● SET PROBLEM A:
In the thread on storing smoking fuel in an old fridge, what did the non-working 1952 fridge cost?
● SET PROBLEM B:
Summarize the thread on storing smoking fuel in an old fridge in two sentences.
● SET PROBLEM C:
Rewrite the paragraph beginning "I am in the middle of an experiment" from the thread on storing smoking fuel in an old fridge as a bulleted list of its main facts.
[START OF TEXT BLOCK]
# Idea



## kc5tpy (Feb 11, 2015)

Hello Folks.  Without all the details; I was talking to a mate at work, sort of just rambling about smoking meat and hit on an idea.  I don't know if you have room for this, I don't know if I have room for this yet, but thought I'd pass on the idea.

I notice my charcoal bags are damp when I pull them from my shed.  I have also seen folks post about microwaving pellets before use.  I do have sealed plastic buckets for chips and pellets but I now have about 10-12 of those and how sealed they are, who knows.  They take up a lot of room.

WELL: when you are making x-ray quality welds your welding rods MUST be kept COMPLETELY dry and being warm also helps.  What many places use is an old fridge with a 100 watt ( or larger ) bulb.  The fridge doesn't need to work, just the light socket working even with the door closed.  IF we keep our charcoal, pellets, and chips in an old fridge and keep a light on they will be dry and ready for use any time.  Even if the fridge is outside in rain in the winter the contents will stay warm and dry.

Doesn't need to be an old fridge with metal interior, doesn't need to be that hot.  Just warm and dry.  Just bought this non-working 1952 fridge off EBay for £26.  Metal enamelled interior.  This one will be a smoker ( long story, had to bin my first one ).  Just thought I'd pass on my idea.  Keep Smokin!

Danny













F1.JPG



__ kc5tpy
__ Feb 11, 2015


















F2.JPG



__ kc5tpy
__ Feb 11, 2015


----------



## smokin monkey (Feb 12, 2015)

Hi Danny, good idea!

Smokin Monkey


----------



## smokewood (Feb 15, 2015)

That's a great idea Danny, as wood is hydroscopic it will tends to reach the moisture content and humidity of the surrounding air.  

I am in the middle of an experiment, where I have dried 1.5 Kg's of Apple chunks in the oven and they have lost over 400g in weigh, and the moisture content has been reduced from between 19 - 22% to under 1%. I have now placed the apple chunks back in the shack and within 1 week the chunks have gained 42g in weight, and the moisture content is back up to between 9 - 12%.

I store all our chips & dust in woven polypropylene sacks, and the moisture content remains under 14%.

I am Interested in how everyone else stores their Smoking Wood!!


----------



## kc5tpy (Feb 15, 2015)

UH HUH!  So can you put that in Redneck speak?  So you are saying it's a good idea??   Smoking Monkey and Wade understand me.  Build fire, throw on meat, when cooked eat meat.  SIMPLE!  
	

	
	
		
		



		
			






Well here I go.  I should just shut up.   BUT in order to PROVE I am dumb as a rock, I will comment!   
	

	
	
		
		



		
		
	


	





So here is the deal.  I know many of you folks are in to the science of smoking.  And in some cases the science is REALLY important.  Cures and such and amount of moisture lost when curing meat etc..  I am starting to get in to some of these things.

I have NEVER used a meat therm in my life!  I ALWAYS tell new folks to get a good digital dual probe therm when starting out.  I learned from the old men back in Tx..  These fancy meat therms were not available back then.  You put your hand on the smoker to judge smoker temp and looked at the meat to see how things were progressing.  I do not recommend this for new folks.  I started learning when I was 10-12 yrs. old.  Years of experience new folks can not replicate,

Not taking any thing away from your detailed post, I sometimes think the smoking process is over thought.  No disrespect intended.  Curing times and how much cure to use and such are important but the moisture content of the wood???  Having said that if ordering wood off the net and you receive an inferior product ( green wood ) then something must be done.
[END OF TEXT BLOCK]
[START OF DATASET CONTENT]
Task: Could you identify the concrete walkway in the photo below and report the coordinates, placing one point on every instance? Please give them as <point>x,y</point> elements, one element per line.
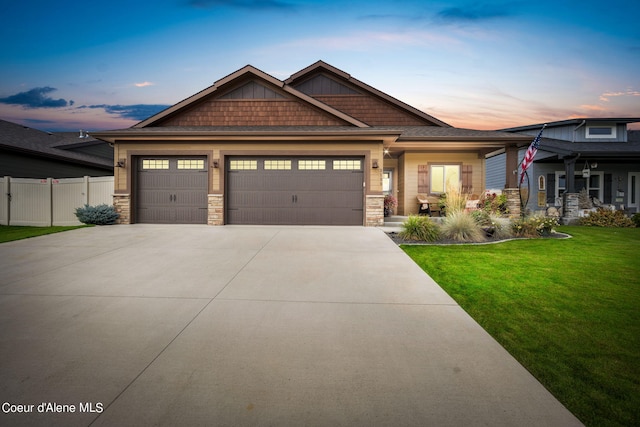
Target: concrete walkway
<point>227,326</point>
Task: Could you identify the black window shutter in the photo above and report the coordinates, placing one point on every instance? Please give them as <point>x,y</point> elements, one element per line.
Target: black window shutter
<point>608,187</point>
<point>551,189</point>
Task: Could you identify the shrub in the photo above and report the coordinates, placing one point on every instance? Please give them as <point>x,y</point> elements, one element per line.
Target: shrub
<point>419,228</point>
<point>607,218</point>
<point>462,227</point>
<point>534,226</point>
<point>454,200</point>
<point>494,204</point>
<point>500,227</point>
<point>98,215</point>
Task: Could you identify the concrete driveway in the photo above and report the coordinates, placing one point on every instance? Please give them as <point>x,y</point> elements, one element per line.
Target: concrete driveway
<point>197,325</point>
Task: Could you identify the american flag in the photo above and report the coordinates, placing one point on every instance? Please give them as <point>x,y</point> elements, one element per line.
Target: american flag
<point>530,154</point>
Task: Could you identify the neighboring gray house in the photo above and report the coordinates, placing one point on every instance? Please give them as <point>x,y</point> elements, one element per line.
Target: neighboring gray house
<point>597,154</point>
<point>31,153</point>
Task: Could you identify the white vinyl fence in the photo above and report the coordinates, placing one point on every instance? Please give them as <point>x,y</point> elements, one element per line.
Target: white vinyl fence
<point>49,201</point>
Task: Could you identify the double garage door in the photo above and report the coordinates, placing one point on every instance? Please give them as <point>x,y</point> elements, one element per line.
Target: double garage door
<point>259,190</point>
<point>295,190</point>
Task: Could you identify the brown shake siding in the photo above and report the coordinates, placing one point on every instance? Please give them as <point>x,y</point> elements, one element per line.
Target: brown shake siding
<point>370,110</point>
<point>262,112</point>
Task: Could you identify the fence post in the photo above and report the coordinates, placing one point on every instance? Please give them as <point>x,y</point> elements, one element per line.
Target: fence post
<point>5,201</point>
<point>85,190</point>
<point>50,204</point>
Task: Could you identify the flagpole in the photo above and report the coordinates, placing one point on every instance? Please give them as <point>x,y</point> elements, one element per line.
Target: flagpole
<point>528,157</point>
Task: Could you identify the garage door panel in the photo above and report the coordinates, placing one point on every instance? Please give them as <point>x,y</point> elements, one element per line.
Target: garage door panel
<point>170,194</point>
<point>292,196</point>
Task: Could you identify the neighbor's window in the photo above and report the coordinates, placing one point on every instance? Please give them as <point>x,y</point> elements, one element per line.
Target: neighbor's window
<point>243,164</point>
<point>312,164</point>
<point>444,176</point>
<point>601,132</point>
<point>347,165</point>
<point>155,164</point>
<point>190,164</point>
<point>277,164</point>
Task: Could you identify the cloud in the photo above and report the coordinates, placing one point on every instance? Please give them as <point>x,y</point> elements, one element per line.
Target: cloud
<point>134,112</point>
<point>607,95</point>
<point>242,4</point>
<point>473,13</point>
<point>36,98</point>
<point>370,41</point>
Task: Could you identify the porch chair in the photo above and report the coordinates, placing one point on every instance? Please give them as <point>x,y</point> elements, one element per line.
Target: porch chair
<point>424,205</point>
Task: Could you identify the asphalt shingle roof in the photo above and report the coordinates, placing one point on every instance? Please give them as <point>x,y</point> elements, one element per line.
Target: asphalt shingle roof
<point>46,144</point>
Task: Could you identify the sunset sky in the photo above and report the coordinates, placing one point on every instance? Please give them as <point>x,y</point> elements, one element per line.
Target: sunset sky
<point>474,64</point>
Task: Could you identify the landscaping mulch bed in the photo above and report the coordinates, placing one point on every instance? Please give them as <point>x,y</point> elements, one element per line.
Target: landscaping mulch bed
<point>400,241</point>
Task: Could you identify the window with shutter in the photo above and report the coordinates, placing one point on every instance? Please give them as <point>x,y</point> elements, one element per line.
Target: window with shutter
<point>467,175</point>
<point>423,179</point>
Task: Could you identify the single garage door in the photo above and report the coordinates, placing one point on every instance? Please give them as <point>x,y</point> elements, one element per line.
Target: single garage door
<point>171,190</point>
<point>295,190</point>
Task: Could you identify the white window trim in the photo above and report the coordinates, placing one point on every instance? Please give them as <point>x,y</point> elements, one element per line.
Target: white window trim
<point>443,165</point>
<point>579,174</point>
<point>630,192</point>
<point>611,136</point>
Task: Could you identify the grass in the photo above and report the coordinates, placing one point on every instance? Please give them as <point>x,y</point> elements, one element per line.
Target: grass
<point>9,233</point>
<point>566,309</point>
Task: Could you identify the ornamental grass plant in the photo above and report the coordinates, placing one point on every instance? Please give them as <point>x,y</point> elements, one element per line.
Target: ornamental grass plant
<point>460,226</point>
<point>419,228</point>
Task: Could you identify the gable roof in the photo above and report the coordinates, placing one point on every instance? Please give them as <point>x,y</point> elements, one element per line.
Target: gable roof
<point>24,139</point>
<point>566,148</point>
<point>242,74</point>
<point>321,66</point>
<point>623,150</point>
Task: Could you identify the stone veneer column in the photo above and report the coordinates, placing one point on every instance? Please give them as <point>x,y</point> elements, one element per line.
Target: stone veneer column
<point>122,205</point>
<point>570,207</point>
<point>513,201</point>
<point>374,211</point>
<point>215,209</point>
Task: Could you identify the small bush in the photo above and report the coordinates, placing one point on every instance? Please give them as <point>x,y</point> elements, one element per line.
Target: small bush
<point>534,226</point>
<point>419,228</point>
<point>454,200</point>
<point>500,227</point>
<point>607,218</point>
<point>494,204</point>
<point>98,215</point>
<point>462,227</point>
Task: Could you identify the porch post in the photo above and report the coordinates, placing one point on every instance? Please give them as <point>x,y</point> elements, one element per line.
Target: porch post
<point>511,160</point>
<point>569,173</point>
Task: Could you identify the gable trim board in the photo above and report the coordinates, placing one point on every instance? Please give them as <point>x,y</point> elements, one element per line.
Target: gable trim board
<point>252,114</point>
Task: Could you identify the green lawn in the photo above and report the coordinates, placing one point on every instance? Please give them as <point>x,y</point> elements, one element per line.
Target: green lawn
<point>11,232</point>
<point>568,310</point>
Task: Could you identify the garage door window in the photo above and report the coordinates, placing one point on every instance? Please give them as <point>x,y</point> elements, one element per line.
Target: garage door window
<point>312,165</point>
<point>190,164</point>
<point>277,165</point>
<point>243,165</point>
<point>347,165</point>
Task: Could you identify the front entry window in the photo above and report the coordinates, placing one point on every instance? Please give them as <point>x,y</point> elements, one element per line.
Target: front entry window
<point>444,176</point>
<point>387,183</point>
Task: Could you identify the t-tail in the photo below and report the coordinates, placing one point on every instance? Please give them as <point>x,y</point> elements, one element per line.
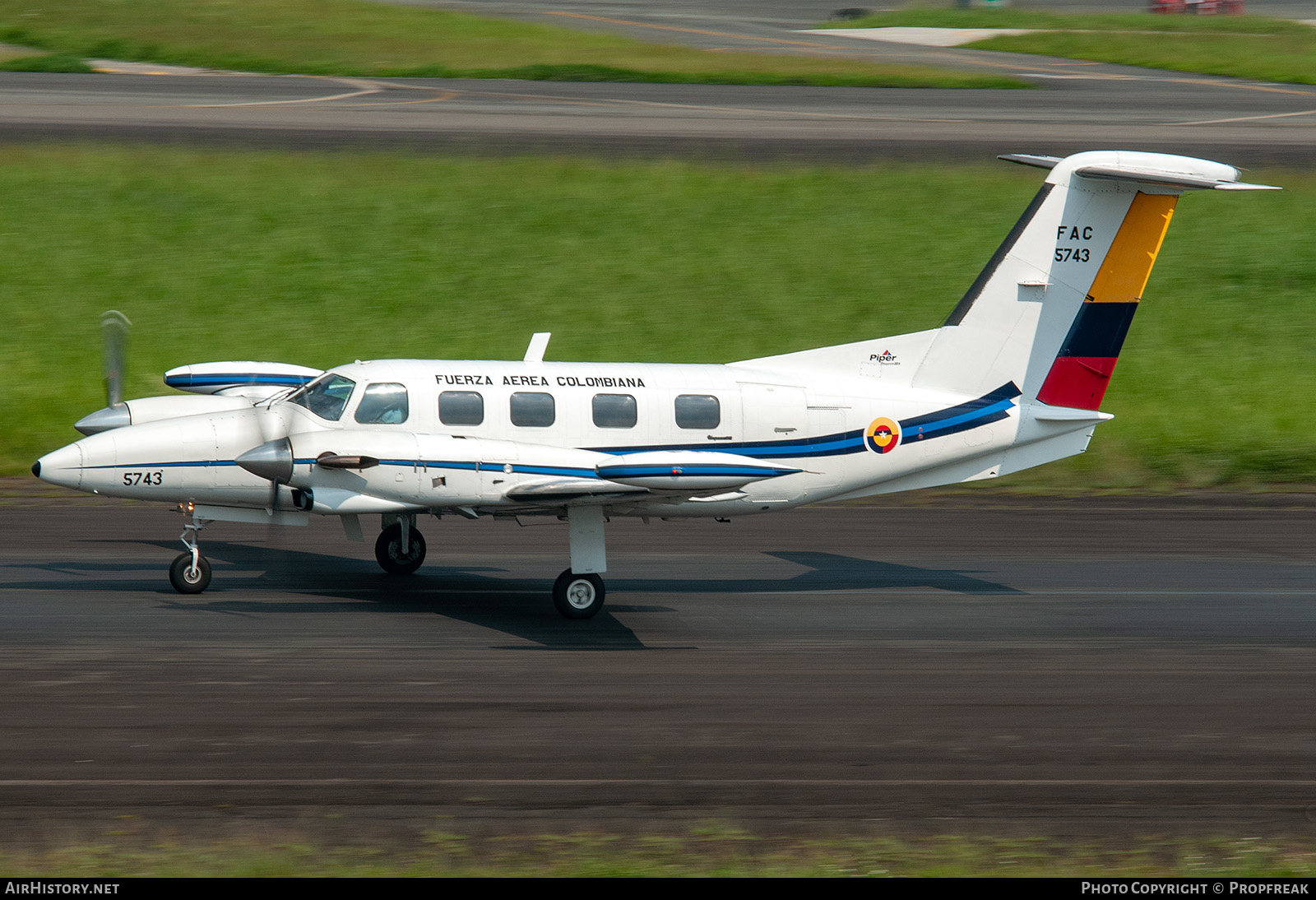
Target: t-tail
<point>1050,312</point>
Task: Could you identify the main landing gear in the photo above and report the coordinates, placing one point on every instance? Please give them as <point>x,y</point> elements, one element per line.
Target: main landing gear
<point>190,573</point>
<point>577,594</point>
<point>401,549</point>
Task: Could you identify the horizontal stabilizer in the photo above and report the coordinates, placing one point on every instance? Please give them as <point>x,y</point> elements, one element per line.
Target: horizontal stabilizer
<point>1031,160</point>
<point>1066,414</point>
<point>1166,178</point>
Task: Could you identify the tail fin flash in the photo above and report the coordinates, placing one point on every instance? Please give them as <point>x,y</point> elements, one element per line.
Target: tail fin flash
<point>1050,309</point>
<point>1086,360</point>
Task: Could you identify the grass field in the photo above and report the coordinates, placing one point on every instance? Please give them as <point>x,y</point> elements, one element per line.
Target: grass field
<point>714,851</point>
<point>322,258</point>
<point>352,37</point>
<point>1240,46</point>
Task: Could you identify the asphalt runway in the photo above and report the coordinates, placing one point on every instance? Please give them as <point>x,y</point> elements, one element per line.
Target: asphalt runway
<point>958,665</point>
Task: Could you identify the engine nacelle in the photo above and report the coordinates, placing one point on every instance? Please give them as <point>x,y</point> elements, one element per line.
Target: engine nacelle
<point>248,379</point>
<point>155,410</point>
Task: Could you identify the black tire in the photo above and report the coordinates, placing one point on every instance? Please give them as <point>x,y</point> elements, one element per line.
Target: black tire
<point>388,550</point>
<point>186,581</point>
<point>578,596</point>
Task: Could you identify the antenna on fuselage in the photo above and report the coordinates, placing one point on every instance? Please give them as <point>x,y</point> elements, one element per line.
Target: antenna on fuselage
<point>114,332</point>
<point>539,344</point>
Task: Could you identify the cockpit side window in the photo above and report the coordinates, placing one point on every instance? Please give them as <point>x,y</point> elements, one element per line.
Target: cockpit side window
<point>327,397</point>
<point>461,408</point>
<point>383,404</point>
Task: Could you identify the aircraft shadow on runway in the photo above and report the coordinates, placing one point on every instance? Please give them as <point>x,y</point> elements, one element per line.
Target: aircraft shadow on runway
<point>480,595</point>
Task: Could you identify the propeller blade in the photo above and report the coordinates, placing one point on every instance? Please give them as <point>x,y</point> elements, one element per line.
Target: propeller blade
<point>114,331</point>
[END OF DATASET CONTENT]
● EXERCISE ANSWER A:
£26

● EXERCISE ANSWER B:
One poster suggests keeping charcoal, pellets, and chips dry by storing them in an old fridge with a 100-watt or larger bulb left on, a method used to keep welding rods dry. Another poster describes oven-dried apple chunks regaining moisture within a week, and the first poster replies that the smoking process is sometimes overthought, though inferior green wood bought online must be dealt with.

● EXERCISE ANSWER C:
- 1.5 kg of apple chunks were dried in the oven.
- They lost over 400 g in weight.
- Their moisture content dropped from 19–22% to under 1%.
- The chunks were then put back in the shack.
- Within 1 week they gained 42 g in weight.
- Their moisture content rose back to 9–12%.